▶ Given problem
Repeat the records word for word, excluding any picture.

▶ Extracted records
## BEGIN

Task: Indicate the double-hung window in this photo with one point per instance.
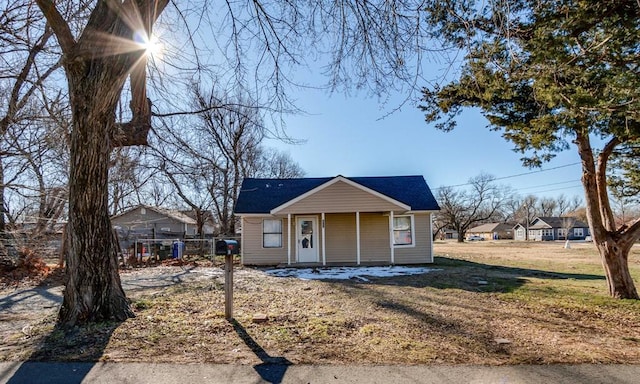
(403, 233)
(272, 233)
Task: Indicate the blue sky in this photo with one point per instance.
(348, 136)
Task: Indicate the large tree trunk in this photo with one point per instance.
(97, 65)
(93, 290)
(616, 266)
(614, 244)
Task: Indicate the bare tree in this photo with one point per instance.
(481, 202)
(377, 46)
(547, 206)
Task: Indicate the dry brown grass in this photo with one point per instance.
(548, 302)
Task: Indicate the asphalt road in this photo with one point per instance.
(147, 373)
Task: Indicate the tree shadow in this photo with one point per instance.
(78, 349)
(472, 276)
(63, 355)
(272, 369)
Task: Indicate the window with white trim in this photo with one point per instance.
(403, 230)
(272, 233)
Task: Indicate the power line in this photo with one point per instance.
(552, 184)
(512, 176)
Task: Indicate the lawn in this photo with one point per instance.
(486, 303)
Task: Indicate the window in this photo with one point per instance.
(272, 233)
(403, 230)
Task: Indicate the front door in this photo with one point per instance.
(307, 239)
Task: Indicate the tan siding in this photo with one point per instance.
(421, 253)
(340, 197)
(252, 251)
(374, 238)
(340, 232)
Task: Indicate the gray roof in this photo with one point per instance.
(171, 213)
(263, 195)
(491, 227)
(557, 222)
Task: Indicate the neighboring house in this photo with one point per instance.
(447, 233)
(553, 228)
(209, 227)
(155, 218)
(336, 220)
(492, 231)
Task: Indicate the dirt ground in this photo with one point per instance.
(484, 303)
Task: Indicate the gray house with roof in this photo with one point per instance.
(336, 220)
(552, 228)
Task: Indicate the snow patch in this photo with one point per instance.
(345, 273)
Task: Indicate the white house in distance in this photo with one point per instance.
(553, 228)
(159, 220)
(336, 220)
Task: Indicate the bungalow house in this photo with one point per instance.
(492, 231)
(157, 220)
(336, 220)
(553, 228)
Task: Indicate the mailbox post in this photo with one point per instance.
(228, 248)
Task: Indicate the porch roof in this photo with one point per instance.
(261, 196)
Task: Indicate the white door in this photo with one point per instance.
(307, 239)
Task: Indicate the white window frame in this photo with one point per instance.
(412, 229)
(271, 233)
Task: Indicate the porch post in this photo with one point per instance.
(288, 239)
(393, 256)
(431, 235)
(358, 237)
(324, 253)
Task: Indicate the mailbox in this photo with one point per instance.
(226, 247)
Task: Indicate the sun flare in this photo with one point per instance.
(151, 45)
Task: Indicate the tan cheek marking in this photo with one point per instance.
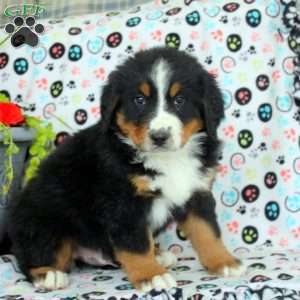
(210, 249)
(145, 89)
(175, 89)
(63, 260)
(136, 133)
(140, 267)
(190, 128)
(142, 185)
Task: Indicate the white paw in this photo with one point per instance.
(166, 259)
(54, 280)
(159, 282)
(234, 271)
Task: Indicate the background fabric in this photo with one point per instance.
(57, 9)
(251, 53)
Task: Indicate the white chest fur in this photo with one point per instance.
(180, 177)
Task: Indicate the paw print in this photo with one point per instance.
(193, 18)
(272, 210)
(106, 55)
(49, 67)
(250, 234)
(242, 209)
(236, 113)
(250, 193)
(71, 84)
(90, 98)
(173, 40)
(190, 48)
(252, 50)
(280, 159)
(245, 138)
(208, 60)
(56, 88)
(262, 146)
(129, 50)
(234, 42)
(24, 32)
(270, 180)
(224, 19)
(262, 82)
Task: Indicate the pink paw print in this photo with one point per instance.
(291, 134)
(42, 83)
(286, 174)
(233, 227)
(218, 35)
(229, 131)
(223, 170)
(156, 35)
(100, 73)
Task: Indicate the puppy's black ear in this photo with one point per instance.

## END

▶ Answer to this exercise
Task: Indicate the double-hung window in this photo with one point per instance.
(403, 233)
(272, 233)
Task: Indicate the blue sky in this photo with one point per instance.
(348, 136)
Task: Indicate the large tree trunk in this photo with one point per instance.
(97, 65)
(93, 290)
(616, 266)
(614, 244)
Task: Indicate the bare tree in this photo with one point per instance.
(481, 202)
(377, 46)
(547, 206)
Task: Indicate the dry brown grass in this photo with one point per instance.
(548, 302)
Task: Indicate the asphalt road in this photo with one point per instance.
(147, 373)
Task: Indicate the tree shadow in this photo with one point per instance.
(78, 349)
(472, 276)
(63, 355)
(272, 369)
Task: Indicate the window with white trim in this photo with one point per instance.
(403, 230)
(272, 233)
Task: Indicate the power line in this photo with one point per instance.
(552, 184)
(512, 176)
Task: Indicate the lawn in this photo with one point per instance.
(486, 303)
Task: Indicate the window in this photo with one point per instance.
(272, 233)
(403, 230)
Task: Indicate the front door in this photo with one point per instance.
(307, 239)
Task: Indicate the tan siding in this photo with one point per instance.
(421, 253)
(340, 197)
(252, 251)
(374, 238)
(340, 232)
Task: Indicate the gray roof in this photo with one point per instance.
(171, 213)
(263, 195)
(491, 227)
(557, 222)
Task: Indicate the neighboring house in this photo with one point per instance.
(447, 233)
(553, 228)
(209, 227)
(155, 218)
(336, 220)
(492, 231)
Task: Indicate the dirt ground in this photo with one point per instance.
(484, 303)
Task: Indicate the gray house with roof in this photo with one point per instance.
(336, 220)
(552, 228)
Task: Indicate the snow patch in this photo with one point per instance.
(345, 273)
Task: Indicate the white house in distance in this photo with one point per instance.
(553, 228)
(159, 220)
(336, 220)
Task: Indicate the bungalow house in this photo with one point per instance.
(492, 231)
(157, 220)
(336, 220)
(553, 228)
Task: Indicate the mailbox post in this photo with one point per instance.
(228, 248)
Task: Indicate the porch roof in this photo with one point per instance.
(261, 196)
Task: Indicate the white door in this photo with one point per instance.
(307, 239)
Task: Indicate the white window frame in this photo with one point per instance.
(412, 229)
(271, 233)
Task: Indicate the porch post in this photo with one point per instance.
(288, 239)
(393, 256)
(431, 235)
(358, 237)
(324, 253)
Task: Indicate the mailbox in this photo with one point per instance.
(226, 247)
Task: Indicate the sun flare in this photo with one point per instance.
(151, 45)
Task: Indicate the tan cheek marking in this photo with one point per instance.
(210, 249)
(145, 89)
(175, 89)
(63, 260)
(136, 133)
(140, 267)
(190, 128)
(142, 185)
Task: Indicate the white paw in this photo with one point per instance.
(166, 259)
(54, 280)
(159, 282)
(234, 271)
Task: Indicate the background fabric in this photo with one point per instance.
(57, 9)
(251, 53)
Task: Indicate the white chest fur in this photo with one point per instance.
(180, 177)
Task: Indicate the paw print in this photo with one point per instance.
(193, 18)
(272, 210)
(106, 55)
(49, 67)
(250, 234)
(242, 209)
(236, 113)
(250, 193)
(71, 84)
(90, 98)
(173, 40)
(190, 48)
(252, 50)
(280, 159)
(245, 138)
(208, 60)
(56, 88)
(262, 146)
(129, 50)
(234, 42)
(24, 32)
(270, 180)
(224, 19)
(262, 82)
Task: Indicate the pink paw print in this photo with one point per instance.
(291, 134)
(42, 83)
(286, 174)
(233, 227)
(218, 35)
(229, 131)
(223, 170)
(156, 35)
(100, 73)
Task: Indicate the puppy's black ear in this photo with one point per instance.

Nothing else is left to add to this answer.